>> BEGIN Data shown

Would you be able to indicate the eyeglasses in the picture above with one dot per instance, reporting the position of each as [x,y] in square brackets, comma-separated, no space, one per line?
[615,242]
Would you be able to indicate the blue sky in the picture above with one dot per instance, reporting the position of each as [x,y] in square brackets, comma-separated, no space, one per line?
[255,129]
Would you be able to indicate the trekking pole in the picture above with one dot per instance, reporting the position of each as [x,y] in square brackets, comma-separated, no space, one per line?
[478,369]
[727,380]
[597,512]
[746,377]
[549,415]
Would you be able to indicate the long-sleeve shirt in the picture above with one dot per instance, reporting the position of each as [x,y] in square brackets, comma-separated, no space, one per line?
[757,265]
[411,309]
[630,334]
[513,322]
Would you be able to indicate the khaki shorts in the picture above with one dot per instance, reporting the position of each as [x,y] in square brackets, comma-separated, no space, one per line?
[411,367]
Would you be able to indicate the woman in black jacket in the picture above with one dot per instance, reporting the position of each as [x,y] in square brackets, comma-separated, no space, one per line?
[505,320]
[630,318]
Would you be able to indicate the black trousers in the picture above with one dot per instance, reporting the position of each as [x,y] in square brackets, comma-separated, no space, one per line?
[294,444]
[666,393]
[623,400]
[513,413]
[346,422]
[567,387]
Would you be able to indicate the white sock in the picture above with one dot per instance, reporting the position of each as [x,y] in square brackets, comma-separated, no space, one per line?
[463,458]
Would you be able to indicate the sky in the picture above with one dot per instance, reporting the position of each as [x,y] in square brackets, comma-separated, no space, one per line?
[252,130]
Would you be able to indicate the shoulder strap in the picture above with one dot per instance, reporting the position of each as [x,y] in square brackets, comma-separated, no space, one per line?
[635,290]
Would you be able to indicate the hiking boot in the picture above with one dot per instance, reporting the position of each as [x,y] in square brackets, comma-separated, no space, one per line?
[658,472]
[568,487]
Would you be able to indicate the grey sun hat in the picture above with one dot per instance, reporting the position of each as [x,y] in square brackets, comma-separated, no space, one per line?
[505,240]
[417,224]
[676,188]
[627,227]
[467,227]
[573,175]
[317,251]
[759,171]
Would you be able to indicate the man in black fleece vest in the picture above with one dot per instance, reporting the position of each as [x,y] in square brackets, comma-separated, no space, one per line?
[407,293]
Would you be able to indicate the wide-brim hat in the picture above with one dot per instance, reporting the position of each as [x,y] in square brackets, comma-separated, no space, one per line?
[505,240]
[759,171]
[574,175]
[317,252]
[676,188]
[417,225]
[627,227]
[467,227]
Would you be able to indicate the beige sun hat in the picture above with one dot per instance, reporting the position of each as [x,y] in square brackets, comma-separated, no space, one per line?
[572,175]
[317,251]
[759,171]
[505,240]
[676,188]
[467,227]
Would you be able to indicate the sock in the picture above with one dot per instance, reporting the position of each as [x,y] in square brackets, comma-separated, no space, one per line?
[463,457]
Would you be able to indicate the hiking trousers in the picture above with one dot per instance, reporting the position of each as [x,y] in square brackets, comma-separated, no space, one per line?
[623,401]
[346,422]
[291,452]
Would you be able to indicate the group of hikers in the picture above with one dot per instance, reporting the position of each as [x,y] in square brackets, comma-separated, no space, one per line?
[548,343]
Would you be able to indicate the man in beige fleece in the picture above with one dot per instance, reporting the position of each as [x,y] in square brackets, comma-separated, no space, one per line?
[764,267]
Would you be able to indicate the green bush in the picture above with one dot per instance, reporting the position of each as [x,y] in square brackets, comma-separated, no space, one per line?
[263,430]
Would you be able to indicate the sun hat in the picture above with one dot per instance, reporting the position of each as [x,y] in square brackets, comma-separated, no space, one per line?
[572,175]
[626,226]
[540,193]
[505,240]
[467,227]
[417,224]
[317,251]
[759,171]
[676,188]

>> END Data shown

** Exercise aim **
Give back exactly the lines beginning at the one with "Would you be able to indicate the beige" and ending at the final line of the material; both boundary lines belong in it.

** Response to the task **
Would you be able to indicate the beige sun hat in the picture above with one dot per instance, reporting the position of each as [x,y] in square brackets, comma-separated, no space, one per line?
[572,175]
[317,251]
[759,171]
[505,240]
[676,188]
[467,227]
Would you be able to indicate the sock in the picture above with one dot per instance, reporting the position of each as [x,y] in square brackets, comma-separated, no space, one per line?
[463,457]
Would you be able to indicate the hiking trousers in the picture above with one dot per instance, reporting the position of each as [x,y] in square brackets, comma-separated, no space, one per line?
[623,401]
[346,422]
[291,452]
Would you be able to indicate the group of hikers in the picture above with one dot per instance, reporting the position of each as [x,y] in square brackets, comma-separated, no space, one per line?
[548,343]
Would you be able to indicate the man in beige fleece in the picture above with one dot per instance, reporting the position of each as [x,y] in square brackets, comma-separated, no space, one per line?
[764,267]
Would you be able to indicate the green bush in the picture above with one dot per instance, reporting the position of each as [x,y] in square brackets, comma-separated, no space, one per line?
[263,430]
Would you be able to indicate the sun hat in the picture above with one dot per instance, reporting the position of each as [x,y] in square brackets, comma-separated, no space, one per line?
[572,175]
[626,226]
[540,193]
[505,240]
[467,227]
[417,224]
[317,251]
[759,171]
[676,188]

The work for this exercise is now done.